(Collection entries)
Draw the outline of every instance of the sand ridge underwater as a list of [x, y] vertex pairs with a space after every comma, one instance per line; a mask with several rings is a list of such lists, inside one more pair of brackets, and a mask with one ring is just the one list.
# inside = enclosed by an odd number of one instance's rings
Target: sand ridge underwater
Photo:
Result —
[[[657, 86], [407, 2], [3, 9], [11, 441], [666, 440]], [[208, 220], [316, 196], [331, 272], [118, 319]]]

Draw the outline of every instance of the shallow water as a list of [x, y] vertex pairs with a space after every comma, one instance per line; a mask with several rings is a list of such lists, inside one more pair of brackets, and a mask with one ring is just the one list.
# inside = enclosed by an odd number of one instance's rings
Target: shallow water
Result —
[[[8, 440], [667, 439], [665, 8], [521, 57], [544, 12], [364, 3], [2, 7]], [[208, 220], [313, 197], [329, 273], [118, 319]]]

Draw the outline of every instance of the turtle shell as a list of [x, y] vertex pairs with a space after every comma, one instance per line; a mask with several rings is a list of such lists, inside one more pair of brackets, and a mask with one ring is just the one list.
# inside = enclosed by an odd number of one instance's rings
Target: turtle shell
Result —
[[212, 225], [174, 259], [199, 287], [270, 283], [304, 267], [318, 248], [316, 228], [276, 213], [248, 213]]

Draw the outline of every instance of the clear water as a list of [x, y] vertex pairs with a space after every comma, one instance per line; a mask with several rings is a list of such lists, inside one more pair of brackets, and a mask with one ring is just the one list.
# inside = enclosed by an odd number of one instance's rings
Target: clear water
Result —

• SHORT EXERCISE: Swap "clear water" for "murky water" from the line containing "Draw the outline of every instance of the clear" through the end of the records, and write those lines out again with nothing else changed.

• WRITTEN ANSWER:
Draw the outline of every instance of the murky water as a list of [x, y] vertex pairs with a space after every comma, one instance per line; a mask with several rings is a list of such lists, inside one more pair of brackets, and a mask with one ring is just the one list.
# inside = enclosed by an odd number of one instance's rings
Target: murky water
Result —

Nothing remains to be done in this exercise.